• _What is needed_:
Would you copy the lines below exactly and omit the images?

• _Dataset_:

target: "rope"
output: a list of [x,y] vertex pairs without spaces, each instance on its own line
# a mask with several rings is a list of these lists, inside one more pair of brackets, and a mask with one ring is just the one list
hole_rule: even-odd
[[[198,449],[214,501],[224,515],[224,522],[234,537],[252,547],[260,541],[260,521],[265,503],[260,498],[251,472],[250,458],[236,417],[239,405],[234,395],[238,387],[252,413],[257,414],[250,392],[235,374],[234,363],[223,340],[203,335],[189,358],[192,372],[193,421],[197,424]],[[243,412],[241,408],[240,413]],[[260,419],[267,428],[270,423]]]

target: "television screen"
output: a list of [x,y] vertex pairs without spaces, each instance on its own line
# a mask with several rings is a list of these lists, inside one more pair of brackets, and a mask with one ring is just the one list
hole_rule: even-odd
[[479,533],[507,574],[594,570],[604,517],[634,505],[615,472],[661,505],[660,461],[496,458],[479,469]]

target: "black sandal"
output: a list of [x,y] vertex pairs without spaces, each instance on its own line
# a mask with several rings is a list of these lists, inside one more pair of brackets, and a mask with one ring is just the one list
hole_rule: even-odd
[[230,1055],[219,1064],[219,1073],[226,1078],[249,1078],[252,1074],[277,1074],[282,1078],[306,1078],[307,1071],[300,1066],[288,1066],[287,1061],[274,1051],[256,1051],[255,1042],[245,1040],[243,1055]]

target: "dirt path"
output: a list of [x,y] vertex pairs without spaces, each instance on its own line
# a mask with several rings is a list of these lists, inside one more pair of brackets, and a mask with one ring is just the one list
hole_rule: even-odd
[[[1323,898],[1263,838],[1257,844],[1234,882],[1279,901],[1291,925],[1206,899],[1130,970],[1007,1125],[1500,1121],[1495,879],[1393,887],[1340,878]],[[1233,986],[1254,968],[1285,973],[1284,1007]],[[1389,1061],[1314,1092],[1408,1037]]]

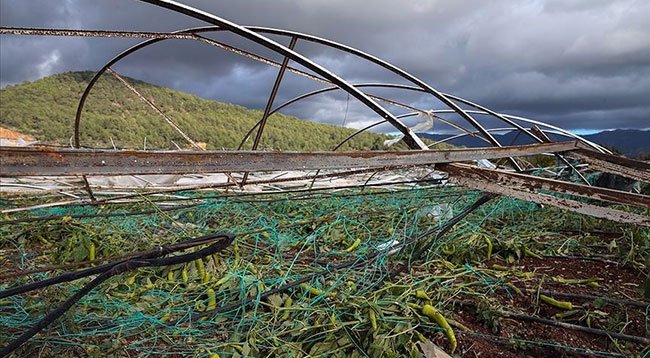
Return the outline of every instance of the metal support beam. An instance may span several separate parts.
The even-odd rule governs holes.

• _Solution to this task_:
target: "rope"
output: a list of [x,y] vertex pairs without spaces, each instance on its own line
# a mask with several rings is a list of these lists, inside one more pair of brackets, and a mask with one ring is just the one list
hole_rule: even-odd
[[[198,449],[214,501],[224,515],[224,522],[234,537],[252,547],[260,541],[260,521],[265,503],[260,498],[251,472],[250,458],[236,417],[239,405],[234,395],[238,387],[252,413],[257,414],[250,392],[235,374],[234,363],[223,340],[203,335],[189,358],[192,372],[193,421],[197,424]],[[243,412],[241,408],[240,413]],[[260,419],[267,428],[270,423]]]

target: "television screen"
output: a list of [x,y] vertex pairs without spaces, each instance on its own line
# a mask with several rings is a list of these lists, inside one more pair of brackets, and a mask with one ring is just the one list
hole_rule: even-odd
[[479,533],[507,574],[594,570],[604,517],[634,505],[615,472],[661,505],[660,461],[496,458],[479,469]]

target: "black sandal"
output: a list of [x,y] vertex pairs without spaces, each instance on its own line
# a mask with several rings is a list of these lists, inside one more pair of brackets, and a mask with one ring is just the one list
hole_rule: even-odd
[[230,1055],[219,1064],[219,1073],[226,1078],[249,1078],[252,1074],[277,1074],[282,1078],[306,1078],[307,1071],[300,1066],[288,1066],[287,1061],[274,1051],[256,1051],[255,1042],[245,1040],[243,1055]]

target: "dirt path"
output: a list of [x,y] vertex pairs without spaces, each instance on its own line
# a mask with several rings is a list of these lists, inside one more pair of brackets, and a mask with one ring is just the one list
hole_rule: even-odd
[[[1323,898],[1263,838],[1257,844],[1234,882],[1279,901],[1291,925],[1206,899],[1130,970],[1007,1125],[1500,1121],[1495,879],[1393,887],[1340,878]],[[1233,986],[1254,968],[1285,973],[1284,1007]],[[1389,1061],[1314,1092],[1408,1037]]]

Return the outline of every instance of the metal support beam. An instance may span several separate parts.
The even-odd rule governs holes.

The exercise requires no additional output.